- [What you should do]:
Transcribe exactly the lines from the one holding "Would you mind indicating the coniferous" to the end of the data below, including both of those lines and no others.

(Records from a dataset)
....
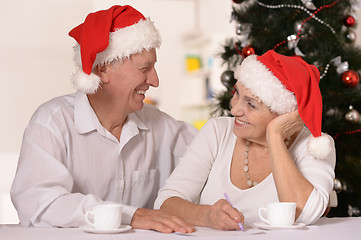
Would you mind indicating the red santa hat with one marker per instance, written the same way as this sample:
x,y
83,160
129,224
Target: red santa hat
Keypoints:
x,y
284,84
107,35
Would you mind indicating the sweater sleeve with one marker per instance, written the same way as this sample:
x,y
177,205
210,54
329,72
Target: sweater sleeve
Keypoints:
x,y
190,175
320,173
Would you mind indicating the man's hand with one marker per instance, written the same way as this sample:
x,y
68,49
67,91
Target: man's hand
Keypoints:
x,y
159,221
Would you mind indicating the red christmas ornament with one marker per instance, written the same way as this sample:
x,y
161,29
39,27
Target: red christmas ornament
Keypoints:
x,y
248,50
350,78
349,21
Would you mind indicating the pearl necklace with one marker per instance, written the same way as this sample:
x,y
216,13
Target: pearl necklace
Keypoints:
x,y
245,168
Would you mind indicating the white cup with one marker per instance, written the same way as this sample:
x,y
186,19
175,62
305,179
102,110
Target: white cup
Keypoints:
x,y
279,214
105,216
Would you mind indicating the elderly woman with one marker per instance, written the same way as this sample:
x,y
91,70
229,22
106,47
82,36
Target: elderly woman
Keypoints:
x,y
271,150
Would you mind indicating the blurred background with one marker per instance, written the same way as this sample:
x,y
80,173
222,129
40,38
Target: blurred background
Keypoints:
x,y
37,62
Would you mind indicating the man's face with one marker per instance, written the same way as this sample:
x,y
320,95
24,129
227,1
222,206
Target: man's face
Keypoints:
x,y
131,78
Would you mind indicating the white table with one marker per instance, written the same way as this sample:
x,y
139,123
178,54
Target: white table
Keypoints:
x,y
325,228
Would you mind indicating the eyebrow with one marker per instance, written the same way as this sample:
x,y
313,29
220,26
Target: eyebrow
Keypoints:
x,y
249,97
146,64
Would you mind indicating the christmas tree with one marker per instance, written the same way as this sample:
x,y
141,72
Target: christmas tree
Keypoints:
x,y
322,32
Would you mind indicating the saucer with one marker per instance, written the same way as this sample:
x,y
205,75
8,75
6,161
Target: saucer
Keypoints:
x,y
266,226
90,229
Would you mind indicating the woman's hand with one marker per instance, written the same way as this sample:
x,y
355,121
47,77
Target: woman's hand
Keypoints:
x,y
223,216
285,125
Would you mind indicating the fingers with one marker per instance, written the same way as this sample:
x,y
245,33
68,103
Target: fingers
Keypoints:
x,y
161,222
224,217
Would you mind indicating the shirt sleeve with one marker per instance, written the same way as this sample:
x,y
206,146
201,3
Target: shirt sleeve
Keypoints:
x,y
190,175
42,188
320,173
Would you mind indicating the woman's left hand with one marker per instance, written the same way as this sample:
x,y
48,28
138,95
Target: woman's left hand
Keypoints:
x,y
286,124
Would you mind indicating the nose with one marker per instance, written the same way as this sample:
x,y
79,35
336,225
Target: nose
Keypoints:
x,y
237,107
152,78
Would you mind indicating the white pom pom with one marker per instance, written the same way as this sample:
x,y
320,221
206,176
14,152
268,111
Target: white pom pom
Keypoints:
x,y
85,83
320,147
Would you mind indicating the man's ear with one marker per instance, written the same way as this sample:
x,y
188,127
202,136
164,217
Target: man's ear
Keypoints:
x,y
102,71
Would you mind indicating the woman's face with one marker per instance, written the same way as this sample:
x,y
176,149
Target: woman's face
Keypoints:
x,y
251,115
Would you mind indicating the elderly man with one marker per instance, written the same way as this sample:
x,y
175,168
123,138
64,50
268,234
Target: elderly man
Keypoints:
x,y
102,143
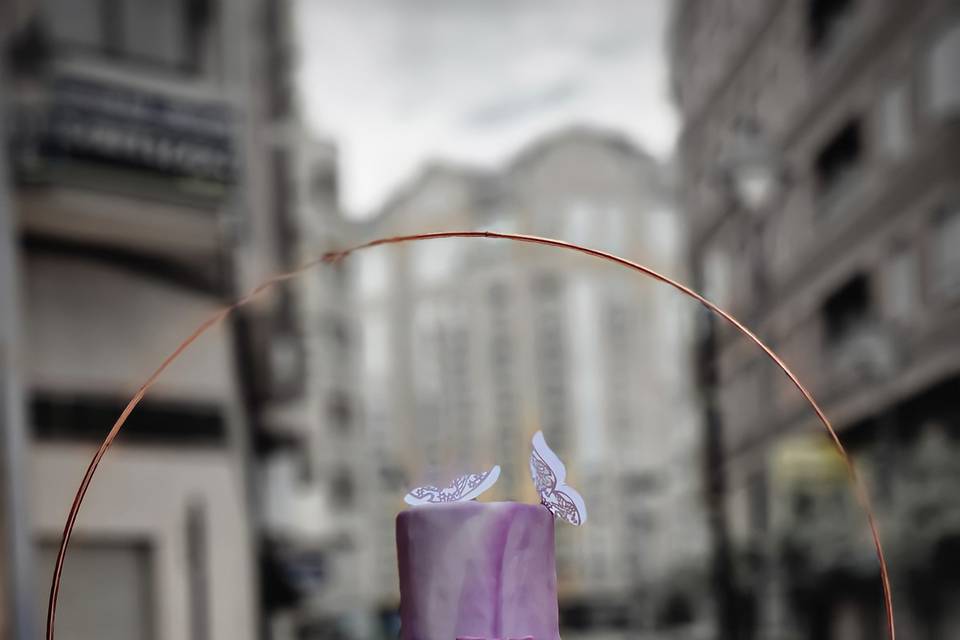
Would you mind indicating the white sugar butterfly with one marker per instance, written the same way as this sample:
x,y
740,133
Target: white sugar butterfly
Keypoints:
x,y
549,476
464,488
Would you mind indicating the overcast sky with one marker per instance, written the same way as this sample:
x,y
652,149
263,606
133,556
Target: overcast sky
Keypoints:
x,y
399,82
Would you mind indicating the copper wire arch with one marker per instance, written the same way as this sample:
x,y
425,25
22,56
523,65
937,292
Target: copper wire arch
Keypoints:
x,y
335,256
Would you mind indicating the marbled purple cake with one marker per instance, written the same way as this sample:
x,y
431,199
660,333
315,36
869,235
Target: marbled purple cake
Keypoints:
x,y
477,570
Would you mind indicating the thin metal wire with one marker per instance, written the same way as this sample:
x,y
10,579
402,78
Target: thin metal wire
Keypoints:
x,y
334,256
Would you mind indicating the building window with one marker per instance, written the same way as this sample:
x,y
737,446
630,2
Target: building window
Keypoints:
x,y
759,501
945,254
339,411
123,604
342,489
839,160
847,310
893,121
900,285
86,417
825,20
165,33
941,76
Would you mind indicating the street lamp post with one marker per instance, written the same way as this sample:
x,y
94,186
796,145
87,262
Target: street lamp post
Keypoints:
x,y
14,529
753,176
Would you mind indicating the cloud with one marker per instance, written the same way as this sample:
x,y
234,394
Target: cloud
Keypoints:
x,y
397,84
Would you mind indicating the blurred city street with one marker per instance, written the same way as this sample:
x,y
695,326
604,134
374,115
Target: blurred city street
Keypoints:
x,y
795,161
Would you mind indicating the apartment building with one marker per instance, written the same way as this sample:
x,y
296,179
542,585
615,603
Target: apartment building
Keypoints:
x,y
845,259
471,346
137,209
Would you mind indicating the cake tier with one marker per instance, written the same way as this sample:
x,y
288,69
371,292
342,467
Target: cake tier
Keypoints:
x,y
477,570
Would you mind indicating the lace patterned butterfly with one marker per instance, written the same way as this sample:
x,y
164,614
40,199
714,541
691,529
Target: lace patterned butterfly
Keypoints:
x,y
549,476
466,487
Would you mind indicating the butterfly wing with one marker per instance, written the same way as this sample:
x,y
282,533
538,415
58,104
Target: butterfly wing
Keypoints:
x,y
549,476
466,487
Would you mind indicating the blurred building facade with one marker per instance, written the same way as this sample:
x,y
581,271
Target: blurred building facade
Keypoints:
x,y
847,262
141,203
470,347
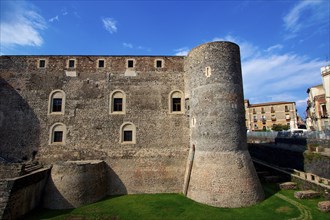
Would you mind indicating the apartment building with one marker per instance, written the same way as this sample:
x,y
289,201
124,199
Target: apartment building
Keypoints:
x,y
318,103
263,116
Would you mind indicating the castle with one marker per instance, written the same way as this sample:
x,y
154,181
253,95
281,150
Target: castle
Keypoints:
x,y
160,123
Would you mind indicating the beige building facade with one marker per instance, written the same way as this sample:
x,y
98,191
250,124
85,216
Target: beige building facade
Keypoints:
x,y
263,116
318,103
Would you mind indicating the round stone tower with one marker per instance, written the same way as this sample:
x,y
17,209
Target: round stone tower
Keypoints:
x,y
222,173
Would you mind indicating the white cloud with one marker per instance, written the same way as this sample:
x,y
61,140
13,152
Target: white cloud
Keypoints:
x,y
305,14
182,51
274,47
110,25
22,26
54,19
128,45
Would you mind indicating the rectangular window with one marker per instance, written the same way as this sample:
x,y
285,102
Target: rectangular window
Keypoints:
x,y
130,63
42,63
176,105
71,64
117,104
272,109
58,136
159,64
128,136
57,105
101,63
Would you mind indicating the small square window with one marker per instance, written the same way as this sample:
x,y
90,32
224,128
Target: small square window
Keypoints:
x,y
117,104
71,63
58,136
42,63
101,64
57,105
128,136
130,63
176,107
159,64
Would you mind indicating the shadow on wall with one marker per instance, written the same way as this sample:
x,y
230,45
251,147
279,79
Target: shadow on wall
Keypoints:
x,y
19,126
115,185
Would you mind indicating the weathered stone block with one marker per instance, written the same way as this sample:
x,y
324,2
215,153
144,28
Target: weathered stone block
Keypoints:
x,y
288,185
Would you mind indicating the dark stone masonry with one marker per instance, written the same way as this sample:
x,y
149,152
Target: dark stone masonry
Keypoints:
x,y
138,114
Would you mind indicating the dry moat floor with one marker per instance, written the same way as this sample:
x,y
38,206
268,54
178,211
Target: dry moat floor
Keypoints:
x,y
279,204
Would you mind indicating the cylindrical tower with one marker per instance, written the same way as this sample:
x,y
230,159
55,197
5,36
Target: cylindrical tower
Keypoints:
x,y
222,174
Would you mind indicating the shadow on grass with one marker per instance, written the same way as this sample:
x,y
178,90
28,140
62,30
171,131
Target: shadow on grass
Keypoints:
x,y
270,189
42,213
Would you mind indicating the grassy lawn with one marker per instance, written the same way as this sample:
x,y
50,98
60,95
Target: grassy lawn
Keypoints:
x,y
277,205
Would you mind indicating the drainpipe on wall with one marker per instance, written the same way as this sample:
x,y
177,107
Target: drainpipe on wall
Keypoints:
x,y
189,168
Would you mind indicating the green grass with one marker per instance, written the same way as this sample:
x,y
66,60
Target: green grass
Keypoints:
x,y
277,205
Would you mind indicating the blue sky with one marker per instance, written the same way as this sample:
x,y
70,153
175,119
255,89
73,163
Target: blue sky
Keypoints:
x,y
283,43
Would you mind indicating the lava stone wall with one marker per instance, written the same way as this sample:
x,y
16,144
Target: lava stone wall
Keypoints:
x,y
75,183
222,174
155,163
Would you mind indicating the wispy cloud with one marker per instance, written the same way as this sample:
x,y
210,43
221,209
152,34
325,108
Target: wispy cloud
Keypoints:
x,y
272,75
110,25
274,48
306,14
54,19
22,26
182,51
128,45
131,46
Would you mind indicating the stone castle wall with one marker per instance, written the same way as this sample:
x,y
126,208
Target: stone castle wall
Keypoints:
x,y
154,164
217,129
208,83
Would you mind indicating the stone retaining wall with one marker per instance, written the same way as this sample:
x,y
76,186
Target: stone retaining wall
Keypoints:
x,y
20,195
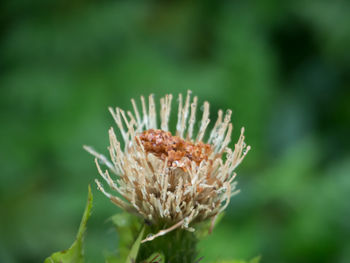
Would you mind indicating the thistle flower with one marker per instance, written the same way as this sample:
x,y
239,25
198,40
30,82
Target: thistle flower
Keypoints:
x,y
171,180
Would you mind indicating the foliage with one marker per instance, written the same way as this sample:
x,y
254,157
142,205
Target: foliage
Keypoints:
x,y
75,253
282,67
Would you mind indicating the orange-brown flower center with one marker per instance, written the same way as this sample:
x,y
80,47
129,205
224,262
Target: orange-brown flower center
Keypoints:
x,y
164,145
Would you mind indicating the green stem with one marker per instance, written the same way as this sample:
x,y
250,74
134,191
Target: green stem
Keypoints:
x,y
178,246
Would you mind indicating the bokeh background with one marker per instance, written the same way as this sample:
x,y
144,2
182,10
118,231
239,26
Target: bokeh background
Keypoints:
x,y
283,67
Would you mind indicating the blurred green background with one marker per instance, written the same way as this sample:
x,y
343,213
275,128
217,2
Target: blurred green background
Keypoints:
x,y
282,67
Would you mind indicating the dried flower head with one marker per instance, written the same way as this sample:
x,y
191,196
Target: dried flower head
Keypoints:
x,y
171,180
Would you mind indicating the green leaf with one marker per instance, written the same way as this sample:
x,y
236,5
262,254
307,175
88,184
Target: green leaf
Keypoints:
x,y
128,227
155,258
75,253
203,229
253,260
135,248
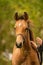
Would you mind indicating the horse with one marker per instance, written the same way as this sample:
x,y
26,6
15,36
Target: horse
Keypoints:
x,y
24,53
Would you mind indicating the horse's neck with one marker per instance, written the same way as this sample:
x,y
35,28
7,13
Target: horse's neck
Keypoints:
x,y
28,42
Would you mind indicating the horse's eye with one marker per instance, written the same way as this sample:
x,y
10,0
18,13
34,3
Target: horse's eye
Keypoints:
x,y
26,29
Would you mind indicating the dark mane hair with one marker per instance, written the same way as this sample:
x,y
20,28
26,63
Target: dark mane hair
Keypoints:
x,y
21,17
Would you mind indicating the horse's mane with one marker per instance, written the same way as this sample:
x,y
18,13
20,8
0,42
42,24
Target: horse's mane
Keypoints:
x,y
25,17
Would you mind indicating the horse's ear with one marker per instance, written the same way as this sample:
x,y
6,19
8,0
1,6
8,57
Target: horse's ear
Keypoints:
x,y
16,16
25,16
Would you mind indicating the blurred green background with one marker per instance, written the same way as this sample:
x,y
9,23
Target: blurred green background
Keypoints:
x,y
34,8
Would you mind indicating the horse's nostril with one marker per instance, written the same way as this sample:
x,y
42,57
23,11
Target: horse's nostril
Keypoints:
x,y
19,45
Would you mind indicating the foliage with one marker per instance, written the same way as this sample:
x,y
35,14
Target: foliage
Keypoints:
x,y
34,8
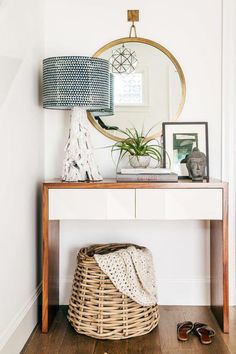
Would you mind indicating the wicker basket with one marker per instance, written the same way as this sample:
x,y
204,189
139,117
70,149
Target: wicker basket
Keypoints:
x,y
98,309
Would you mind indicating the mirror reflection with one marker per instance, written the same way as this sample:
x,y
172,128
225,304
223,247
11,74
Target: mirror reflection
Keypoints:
x,y
154,92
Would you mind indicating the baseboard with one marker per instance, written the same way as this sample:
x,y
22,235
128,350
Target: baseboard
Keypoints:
x,y
171,291
18,331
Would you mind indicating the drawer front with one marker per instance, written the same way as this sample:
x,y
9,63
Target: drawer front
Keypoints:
x,y
71,204
179,204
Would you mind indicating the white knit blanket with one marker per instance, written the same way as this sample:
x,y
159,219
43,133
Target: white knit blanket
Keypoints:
x,y
131,270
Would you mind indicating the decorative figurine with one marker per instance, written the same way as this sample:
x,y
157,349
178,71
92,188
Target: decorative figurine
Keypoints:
x,y
196,165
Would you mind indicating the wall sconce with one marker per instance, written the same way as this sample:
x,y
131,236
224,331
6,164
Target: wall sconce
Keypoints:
x,y
123,59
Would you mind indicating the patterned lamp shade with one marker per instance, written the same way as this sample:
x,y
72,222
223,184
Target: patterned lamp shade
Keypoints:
x,y
103,112
72,81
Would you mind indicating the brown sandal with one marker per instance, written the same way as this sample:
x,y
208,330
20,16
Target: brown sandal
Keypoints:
x,y
183,330
204,332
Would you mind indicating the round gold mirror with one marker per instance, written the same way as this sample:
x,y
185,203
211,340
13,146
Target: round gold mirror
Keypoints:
x,y
148,96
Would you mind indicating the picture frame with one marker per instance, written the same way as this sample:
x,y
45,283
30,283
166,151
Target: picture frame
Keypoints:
x,y
179,138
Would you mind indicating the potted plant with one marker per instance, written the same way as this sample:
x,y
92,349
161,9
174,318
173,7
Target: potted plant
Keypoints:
x,y
139,148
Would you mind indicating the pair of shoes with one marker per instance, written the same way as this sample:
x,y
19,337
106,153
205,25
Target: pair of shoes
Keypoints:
x,y
204,332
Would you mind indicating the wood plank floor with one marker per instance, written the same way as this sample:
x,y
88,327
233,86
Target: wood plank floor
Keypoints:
x,y
62,339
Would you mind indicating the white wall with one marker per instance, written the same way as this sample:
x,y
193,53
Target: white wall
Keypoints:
x,y
21,156
192,31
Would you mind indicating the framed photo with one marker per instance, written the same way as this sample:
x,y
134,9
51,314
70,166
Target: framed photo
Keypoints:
x,y
179,139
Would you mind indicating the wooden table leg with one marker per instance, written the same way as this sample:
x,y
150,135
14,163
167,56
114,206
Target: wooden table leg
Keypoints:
x,y
219,267
50,286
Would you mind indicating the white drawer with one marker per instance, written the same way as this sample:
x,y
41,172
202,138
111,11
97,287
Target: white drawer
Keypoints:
x,y
179,204
69,204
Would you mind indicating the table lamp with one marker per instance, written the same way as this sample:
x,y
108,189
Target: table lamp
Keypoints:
x,y
77,83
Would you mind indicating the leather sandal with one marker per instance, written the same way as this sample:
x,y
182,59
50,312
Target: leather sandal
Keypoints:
x,y
204,332
183,330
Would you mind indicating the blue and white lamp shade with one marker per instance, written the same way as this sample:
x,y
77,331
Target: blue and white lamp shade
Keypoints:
x,y
76,81
104,112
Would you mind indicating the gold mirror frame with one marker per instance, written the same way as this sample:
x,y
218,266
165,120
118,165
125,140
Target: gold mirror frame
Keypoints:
x,y
163,50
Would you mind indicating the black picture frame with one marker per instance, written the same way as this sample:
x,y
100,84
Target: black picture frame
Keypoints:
x,y
195,134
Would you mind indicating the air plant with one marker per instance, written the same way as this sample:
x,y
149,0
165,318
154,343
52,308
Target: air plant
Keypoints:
x,y
137,144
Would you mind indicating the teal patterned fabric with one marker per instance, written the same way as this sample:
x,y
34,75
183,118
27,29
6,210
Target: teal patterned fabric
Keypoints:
x,y
71,81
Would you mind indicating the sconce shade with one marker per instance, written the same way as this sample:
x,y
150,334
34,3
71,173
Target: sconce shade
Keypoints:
x,y
103,112
76,81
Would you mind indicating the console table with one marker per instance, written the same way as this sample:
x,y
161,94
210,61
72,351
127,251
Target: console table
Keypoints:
x,y
110,200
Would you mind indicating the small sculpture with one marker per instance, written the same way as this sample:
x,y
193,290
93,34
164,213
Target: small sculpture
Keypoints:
x,y
196,165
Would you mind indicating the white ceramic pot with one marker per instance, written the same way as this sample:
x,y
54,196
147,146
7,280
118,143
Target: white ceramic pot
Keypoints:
x,y
139,161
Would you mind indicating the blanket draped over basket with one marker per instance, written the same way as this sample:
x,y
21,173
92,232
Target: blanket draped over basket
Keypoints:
x,y
131,271
98,308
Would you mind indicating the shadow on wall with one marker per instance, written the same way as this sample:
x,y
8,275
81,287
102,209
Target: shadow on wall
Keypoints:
x,y
9,67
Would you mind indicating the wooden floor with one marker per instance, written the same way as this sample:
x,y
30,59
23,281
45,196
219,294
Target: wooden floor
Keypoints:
x,y
62,339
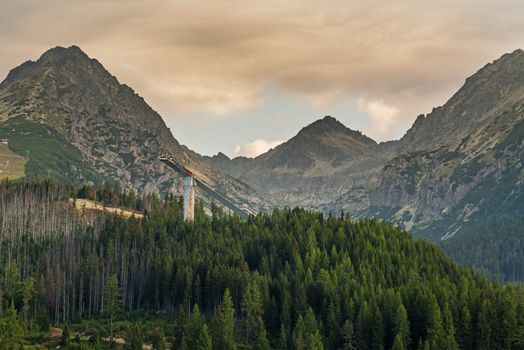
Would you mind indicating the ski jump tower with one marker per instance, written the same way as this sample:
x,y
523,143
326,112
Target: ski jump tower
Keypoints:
x,y
190,180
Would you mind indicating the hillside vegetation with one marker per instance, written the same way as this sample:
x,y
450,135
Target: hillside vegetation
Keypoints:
x,y
291,279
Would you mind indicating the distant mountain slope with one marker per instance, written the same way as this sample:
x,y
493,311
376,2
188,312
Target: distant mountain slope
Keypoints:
x,y
80,124
457,175
476,150
324,160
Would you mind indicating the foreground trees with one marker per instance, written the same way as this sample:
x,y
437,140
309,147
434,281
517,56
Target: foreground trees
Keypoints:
x,y
287,280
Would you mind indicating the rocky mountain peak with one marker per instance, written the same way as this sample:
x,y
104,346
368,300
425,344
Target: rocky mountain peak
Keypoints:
x,y
330,127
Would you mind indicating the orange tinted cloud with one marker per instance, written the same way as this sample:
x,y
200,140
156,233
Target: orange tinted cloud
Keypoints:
x,y
221,56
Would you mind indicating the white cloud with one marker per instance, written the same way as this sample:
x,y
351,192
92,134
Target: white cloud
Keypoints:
x,y
255,148
383,117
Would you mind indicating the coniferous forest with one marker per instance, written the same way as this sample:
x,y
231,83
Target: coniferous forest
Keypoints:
x,y
290,279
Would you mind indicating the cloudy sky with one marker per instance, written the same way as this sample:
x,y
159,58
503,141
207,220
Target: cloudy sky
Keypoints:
x,y
241,76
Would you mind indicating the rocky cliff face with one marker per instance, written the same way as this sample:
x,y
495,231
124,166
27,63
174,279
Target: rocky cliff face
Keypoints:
x,y
93,128
434,180
322,162
452,152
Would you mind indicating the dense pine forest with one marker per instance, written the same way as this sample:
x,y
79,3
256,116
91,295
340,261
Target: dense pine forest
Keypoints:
x,y
290,279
....
- [Exercise result]:
Would you mind indicating the coniferous forest with one marker per instance, written the same way as this sample:
x,y
231,83
Target: coniferous forest
Keypoints:
x,y
290,279
Would you mind indicating the cloudy sky with one marker per instance, written the same way as this sample:
x,y
159,58
503,141
207,220
Target: cloudy sky
Keypoints:
x,y
241,76
Would you mind indicating the rocky cliff face with one marker per instance, written the same way as this sample:
x,y
495,231
124,166
27,63
174,279
Target: rocky cliff face
Keypoints:
x,y
93,128
434,180
322,162
452,152
Would you mind indicating the dense pine forest with one marker per instance, written the same way as this sample:
x,y
79,3
256,116
91,295
340,261
Target: dense pine forest
Keypoints:
x,y
290,279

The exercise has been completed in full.